- Task directions -
Count the rows below that contain the string "post", treating uppercase and lowercase letters as different, and give only the number.

- Records to use -
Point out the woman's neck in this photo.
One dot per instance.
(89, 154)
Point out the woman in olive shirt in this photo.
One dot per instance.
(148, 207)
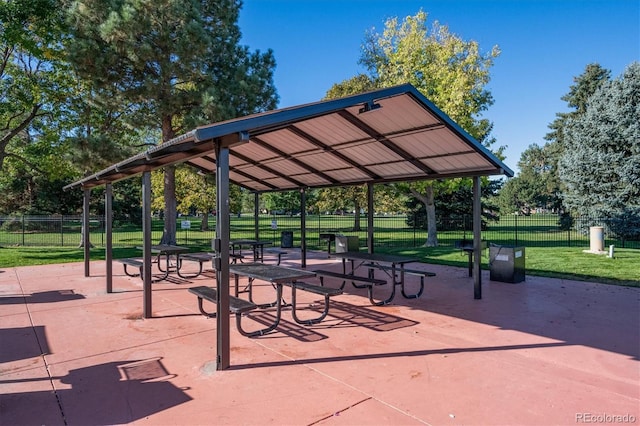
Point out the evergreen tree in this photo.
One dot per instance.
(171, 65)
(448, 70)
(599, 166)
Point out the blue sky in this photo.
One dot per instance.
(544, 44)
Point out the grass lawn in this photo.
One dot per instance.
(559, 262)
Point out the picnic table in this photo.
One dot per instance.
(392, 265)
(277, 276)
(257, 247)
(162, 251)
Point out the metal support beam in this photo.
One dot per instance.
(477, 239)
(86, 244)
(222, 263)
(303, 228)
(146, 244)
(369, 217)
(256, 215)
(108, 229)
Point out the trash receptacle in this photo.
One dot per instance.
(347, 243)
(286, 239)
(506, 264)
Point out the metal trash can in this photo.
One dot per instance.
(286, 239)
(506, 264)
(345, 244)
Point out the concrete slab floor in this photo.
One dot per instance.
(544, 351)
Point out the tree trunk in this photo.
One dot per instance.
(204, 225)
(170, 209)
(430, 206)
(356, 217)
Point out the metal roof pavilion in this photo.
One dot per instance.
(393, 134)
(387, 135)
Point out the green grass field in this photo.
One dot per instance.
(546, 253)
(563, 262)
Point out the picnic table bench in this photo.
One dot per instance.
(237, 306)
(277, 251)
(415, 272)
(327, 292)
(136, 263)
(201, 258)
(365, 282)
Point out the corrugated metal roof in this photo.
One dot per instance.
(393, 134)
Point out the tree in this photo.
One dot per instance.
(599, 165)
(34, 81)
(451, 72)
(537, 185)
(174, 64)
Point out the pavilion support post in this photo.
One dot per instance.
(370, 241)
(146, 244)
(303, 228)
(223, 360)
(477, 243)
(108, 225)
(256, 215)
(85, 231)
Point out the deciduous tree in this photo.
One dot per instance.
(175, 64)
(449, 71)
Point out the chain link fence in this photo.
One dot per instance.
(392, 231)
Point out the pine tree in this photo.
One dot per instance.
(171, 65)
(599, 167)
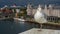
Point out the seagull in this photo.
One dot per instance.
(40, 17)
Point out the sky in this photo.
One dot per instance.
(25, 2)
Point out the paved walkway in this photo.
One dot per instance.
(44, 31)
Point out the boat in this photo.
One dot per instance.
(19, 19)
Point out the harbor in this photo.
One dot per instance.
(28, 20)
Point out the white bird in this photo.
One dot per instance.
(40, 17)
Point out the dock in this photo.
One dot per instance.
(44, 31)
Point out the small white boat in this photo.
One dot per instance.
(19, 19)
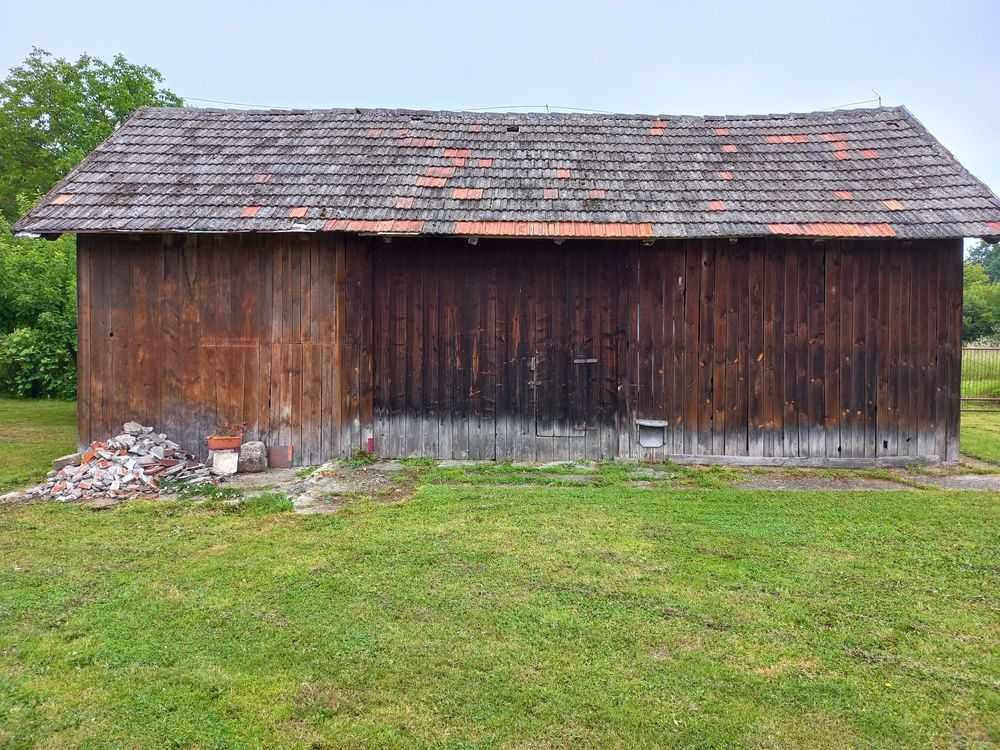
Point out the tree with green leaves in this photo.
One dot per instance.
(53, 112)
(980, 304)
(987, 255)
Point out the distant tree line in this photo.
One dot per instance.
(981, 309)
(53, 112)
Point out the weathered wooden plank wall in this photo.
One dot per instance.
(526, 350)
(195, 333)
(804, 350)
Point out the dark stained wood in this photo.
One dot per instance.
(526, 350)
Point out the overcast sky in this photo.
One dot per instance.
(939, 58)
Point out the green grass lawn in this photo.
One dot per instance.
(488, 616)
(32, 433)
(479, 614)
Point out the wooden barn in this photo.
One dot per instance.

...

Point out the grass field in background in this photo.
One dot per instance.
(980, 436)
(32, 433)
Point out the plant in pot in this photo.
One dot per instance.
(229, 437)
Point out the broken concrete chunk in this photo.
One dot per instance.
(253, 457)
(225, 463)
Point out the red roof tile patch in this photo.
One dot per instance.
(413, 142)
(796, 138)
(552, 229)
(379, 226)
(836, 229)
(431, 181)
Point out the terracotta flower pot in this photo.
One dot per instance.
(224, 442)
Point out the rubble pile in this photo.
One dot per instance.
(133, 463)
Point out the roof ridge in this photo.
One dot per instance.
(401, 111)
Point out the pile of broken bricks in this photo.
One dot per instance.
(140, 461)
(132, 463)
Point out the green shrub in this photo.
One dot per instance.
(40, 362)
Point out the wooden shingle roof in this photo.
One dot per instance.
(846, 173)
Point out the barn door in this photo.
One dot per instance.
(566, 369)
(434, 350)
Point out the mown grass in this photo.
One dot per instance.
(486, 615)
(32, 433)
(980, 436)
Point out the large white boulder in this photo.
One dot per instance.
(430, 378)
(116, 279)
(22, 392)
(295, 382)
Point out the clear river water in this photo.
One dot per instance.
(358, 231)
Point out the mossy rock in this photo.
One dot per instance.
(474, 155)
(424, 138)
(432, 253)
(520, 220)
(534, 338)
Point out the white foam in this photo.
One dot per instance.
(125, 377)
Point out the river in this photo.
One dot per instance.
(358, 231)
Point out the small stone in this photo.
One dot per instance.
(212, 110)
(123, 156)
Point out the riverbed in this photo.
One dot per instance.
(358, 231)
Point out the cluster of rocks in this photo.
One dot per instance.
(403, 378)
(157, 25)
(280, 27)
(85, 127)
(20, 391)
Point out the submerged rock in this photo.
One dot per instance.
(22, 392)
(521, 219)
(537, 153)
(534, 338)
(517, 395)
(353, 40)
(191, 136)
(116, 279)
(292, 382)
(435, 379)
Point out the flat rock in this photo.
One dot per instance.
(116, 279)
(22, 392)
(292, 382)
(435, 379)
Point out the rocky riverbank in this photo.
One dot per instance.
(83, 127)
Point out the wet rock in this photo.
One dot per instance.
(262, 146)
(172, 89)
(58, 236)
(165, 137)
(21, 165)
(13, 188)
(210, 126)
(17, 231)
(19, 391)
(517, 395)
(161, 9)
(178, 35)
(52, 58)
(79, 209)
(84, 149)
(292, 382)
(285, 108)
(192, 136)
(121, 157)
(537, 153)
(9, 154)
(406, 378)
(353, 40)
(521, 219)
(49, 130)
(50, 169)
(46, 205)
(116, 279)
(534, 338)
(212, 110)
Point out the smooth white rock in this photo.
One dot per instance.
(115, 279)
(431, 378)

* * *

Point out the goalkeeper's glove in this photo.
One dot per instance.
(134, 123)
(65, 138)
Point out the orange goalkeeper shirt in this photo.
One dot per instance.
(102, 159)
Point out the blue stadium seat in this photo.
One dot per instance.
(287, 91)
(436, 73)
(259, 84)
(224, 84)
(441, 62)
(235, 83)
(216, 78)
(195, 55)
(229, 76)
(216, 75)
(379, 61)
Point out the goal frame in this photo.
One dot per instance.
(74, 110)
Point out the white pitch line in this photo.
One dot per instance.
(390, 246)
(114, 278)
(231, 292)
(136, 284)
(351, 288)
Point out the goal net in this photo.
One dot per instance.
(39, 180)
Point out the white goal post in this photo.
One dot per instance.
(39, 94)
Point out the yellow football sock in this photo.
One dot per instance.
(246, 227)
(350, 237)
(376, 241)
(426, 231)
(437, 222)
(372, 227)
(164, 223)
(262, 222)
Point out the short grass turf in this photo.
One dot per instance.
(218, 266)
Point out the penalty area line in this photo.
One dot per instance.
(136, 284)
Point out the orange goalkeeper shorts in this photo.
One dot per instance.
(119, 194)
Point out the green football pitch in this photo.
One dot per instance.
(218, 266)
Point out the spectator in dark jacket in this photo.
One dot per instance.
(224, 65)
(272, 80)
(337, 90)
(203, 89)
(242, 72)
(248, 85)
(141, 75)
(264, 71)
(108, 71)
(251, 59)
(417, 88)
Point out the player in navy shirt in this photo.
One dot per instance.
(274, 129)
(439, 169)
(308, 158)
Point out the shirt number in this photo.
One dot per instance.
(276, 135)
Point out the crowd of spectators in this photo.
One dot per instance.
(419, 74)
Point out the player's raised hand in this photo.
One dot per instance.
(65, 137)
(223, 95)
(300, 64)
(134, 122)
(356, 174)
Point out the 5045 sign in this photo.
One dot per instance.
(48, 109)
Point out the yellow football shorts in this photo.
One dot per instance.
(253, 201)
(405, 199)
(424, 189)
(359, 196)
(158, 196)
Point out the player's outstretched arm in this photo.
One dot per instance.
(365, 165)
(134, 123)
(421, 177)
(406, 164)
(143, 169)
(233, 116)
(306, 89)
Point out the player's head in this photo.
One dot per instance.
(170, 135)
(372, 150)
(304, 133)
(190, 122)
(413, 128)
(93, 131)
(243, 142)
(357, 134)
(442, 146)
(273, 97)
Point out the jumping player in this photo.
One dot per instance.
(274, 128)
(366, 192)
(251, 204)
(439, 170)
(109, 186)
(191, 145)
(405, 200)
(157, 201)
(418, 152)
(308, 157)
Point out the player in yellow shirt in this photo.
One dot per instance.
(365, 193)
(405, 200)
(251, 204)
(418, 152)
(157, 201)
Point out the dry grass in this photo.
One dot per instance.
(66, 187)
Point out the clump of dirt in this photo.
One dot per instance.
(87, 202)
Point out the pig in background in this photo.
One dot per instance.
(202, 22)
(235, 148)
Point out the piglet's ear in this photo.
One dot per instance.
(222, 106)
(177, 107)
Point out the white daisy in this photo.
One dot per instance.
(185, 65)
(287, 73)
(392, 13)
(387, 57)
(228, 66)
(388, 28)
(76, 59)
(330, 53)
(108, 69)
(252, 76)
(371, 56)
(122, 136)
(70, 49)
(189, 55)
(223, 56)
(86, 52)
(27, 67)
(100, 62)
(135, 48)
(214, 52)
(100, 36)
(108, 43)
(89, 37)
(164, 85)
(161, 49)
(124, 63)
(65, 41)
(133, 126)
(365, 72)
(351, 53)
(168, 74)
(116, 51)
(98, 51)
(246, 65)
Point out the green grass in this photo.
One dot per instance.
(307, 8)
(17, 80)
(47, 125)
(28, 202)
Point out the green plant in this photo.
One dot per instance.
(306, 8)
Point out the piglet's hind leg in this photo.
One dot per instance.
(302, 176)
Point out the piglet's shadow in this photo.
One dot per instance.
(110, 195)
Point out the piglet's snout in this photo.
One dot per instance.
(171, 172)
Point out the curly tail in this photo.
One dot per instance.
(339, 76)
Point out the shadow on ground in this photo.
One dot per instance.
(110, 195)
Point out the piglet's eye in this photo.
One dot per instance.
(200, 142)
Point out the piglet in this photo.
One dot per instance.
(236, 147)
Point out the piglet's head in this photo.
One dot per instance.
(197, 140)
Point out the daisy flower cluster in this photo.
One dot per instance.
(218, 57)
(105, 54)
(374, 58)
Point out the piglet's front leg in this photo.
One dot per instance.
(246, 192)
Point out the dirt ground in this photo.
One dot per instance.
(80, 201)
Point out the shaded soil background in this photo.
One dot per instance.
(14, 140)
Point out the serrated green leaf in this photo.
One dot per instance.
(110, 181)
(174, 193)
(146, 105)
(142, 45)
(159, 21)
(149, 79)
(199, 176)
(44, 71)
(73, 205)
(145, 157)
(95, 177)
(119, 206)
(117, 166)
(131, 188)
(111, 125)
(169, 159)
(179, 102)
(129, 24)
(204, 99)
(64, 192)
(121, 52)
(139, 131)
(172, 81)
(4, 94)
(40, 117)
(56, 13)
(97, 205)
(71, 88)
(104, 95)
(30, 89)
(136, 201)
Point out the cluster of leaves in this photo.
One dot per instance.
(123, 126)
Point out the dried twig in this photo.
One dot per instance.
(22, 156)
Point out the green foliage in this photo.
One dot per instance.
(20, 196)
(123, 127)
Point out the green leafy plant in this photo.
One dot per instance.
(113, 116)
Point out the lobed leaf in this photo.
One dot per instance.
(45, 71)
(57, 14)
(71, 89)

- Response -
2